EXERCISE DIRECTIONS — Write out the data again in full, exactly as it reads.

SUPPLIED DATA —

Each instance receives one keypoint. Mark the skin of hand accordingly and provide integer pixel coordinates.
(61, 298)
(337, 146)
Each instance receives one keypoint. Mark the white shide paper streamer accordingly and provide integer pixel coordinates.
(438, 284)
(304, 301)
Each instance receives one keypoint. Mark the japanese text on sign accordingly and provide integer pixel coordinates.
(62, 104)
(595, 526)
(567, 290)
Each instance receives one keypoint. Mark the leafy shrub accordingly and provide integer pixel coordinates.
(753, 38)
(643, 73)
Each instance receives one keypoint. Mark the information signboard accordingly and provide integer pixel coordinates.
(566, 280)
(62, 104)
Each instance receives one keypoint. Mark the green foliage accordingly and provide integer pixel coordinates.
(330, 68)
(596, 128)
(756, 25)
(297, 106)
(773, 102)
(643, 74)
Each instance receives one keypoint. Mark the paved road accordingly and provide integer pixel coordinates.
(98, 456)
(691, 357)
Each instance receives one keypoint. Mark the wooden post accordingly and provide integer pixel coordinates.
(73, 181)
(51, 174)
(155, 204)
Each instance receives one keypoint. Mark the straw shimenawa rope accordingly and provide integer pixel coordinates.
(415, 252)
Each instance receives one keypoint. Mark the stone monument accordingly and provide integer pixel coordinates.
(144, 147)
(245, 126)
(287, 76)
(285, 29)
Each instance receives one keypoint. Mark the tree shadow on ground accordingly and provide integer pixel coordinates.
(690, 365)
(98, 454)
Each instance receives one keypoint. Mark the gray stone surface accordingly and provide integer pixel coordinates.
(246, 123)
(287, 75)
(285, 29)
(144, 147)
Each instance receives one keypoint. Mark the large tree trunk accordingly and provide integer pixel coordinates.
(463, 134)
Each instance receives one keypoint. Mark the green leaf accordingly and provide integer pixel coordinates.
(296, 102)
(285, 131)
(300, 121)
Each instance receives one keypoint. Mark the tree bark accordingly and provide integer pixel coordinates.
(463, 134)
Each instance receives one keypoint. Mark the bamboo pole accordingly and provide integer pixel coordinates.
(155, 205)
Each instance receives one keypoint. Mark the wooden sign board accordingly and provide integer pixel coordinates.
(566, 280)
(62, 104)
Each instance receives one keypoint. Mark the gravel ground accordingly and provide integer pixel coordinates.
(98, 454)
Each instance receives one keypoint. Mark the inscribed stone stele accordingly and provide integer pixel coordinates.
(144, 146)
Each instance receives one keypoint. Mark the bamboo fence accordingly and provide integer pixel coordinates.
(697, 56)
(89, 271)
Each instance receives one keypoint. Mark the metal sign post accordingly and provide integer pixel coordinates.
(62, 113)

TASK SOLUTION —
Each instance receives one keypoint. Mark the skin of hand accordingly and provide integer pixel coordinates.
(61, 298)
(337, 146)
Each instance receives one keypoint. Mark the white shide paper streamer accordingly and provide integer pixel coordinates.
(438, 284)
(304, 301)
Each instance receives one keypoint. Mark the japanese text on sign accordingly and provide integer pixel coordinates.
(62, 104)
(595, 526)
(567, 290)
Each instance receives one keypoint. Mark the leafy shrub accordingly and provide integer pixel coordinates.
(753, 38)
(643, 73)
Each instance receives one keypoint. Mark the information signboard accordingly and provide integer pixel coordinates.
(566, 280)
(62, 104)
Each instance receives one keypoint. Mark the green foliage accordingly and provide integer pixel coordinates.
(330, 68)
(596, 128)
(756, 25)
(297, 106)
(773, 102)
(643, 74)
Each instance receives one keypoint. Mark the paved road accordingly and provide integer pixel coordinates.
(98, 456)
(691, 357)
Each instance receives one keypoint. Mark the wooden post accordingly and provide integer pixel coordinates.
(73, 181)
(51, 174)
(155, 204)
Each instance receives one keypoint. Mark the straw shimenawa rope accordingly and provide integer pixel coordinates.
(415, 252)
Each instance receives one keypoint. Mark the stone monument accordingly and provide integer pixel coordinates.
(144, 147)
(245, 126)
(287, 76)
(285, 29)
Each instance receives one keypoint. Mark the tree shadow on ground accordingly and provide integer pixel coordinates.
(690, 365)
(98, 454)
Each instance receives one keypoint. Mark the gray stone surface accordingly and provide integer pixel coordinates.
(246, 123)
(287, 75)
(285, 29)
(144, 147)
Each instance receives one keypoint. Mark the large tree trunk accordingly and provide integer pixel coordinates.
(463, 134)
Each instance receives one keypoint. Mark the green leaf accordingly and provide integer pixel coordinates.
(296, 102)
(285, 131)
(300, 121)
Each instance receives one keypoint. Mark the tree bark accordingly and provide integer pixel coordinates.
(463, 134)
Each instance receives one keypoint. Mark the bamboo pole accordingly and provide integer pixel coordinates.
(155, 205)
Each instance receives one keypoint. Mark the wooden sign board accordingly and provide integer pixel coordinates.
(566, 280)
(62, 104)
Each instance receives one keypoint. Mark the gravel ground accordingly and provide integer pixel coordinates.
(98, 454)
Each instance receives one keypoint. Mark the inscribed stone stele accordingly and provide integer pixel coordinates.
(144, 146)
Each instance receives one keypoint. Mark the bamboo fence accordingly and provide integer pixel coordinates.
(697, 56)
(89, 271)
Each instance receives one keypoint. Mark the metal sign post accordingly and provide integer pixel coordinates.
(62, 113)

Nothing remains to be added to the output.